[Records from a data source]
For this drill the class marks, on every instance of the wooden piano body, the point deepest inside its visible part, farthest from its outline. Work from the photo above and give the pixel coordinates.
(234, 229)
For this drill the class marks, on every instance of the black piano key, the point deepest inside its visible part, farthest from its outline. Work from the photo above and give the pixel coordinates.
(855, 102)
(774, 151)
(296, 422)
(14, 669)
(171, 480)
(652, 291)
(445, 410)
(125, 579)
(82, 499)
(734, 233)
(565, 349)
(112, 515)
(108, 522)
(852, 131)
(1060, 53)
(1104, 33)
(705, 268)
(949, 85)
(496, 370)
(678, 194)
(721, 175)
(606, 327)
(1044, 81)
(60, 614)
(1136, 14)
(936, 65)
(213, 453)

• [What is expected]: Retype all of the lines above without any changes.

• [The response]:
For this drill the class marks, on every instance of the wooden piano body, the point deepest inside its visible part, farthest from its outline. Work from the photo above and give the pixel coordinates.
(234, 229)
For this drill the class marks, on every instance of the black piano key, the point deepest inside its visible part, farthest from its outline. Work from the photo above and give the pixel coordinates.
(855, 102)
(774, 151)
(296, 422)
(14, 669)
(171, 480)
(652, 291)
(445, 410)
(125, 579)
(82, 499)
(734, 233)
(565, 349)
(112, 515)
(108, 522)
(852, 131)
(1060, 53)
(1104, 33)
(705, 268)
(949, 85)
(496, 370)
(678, 194)
(721, 175)
(606, 327)
(1044, 81)
(60, 614)
(1136, 14)
(936, 65)
(213, 453)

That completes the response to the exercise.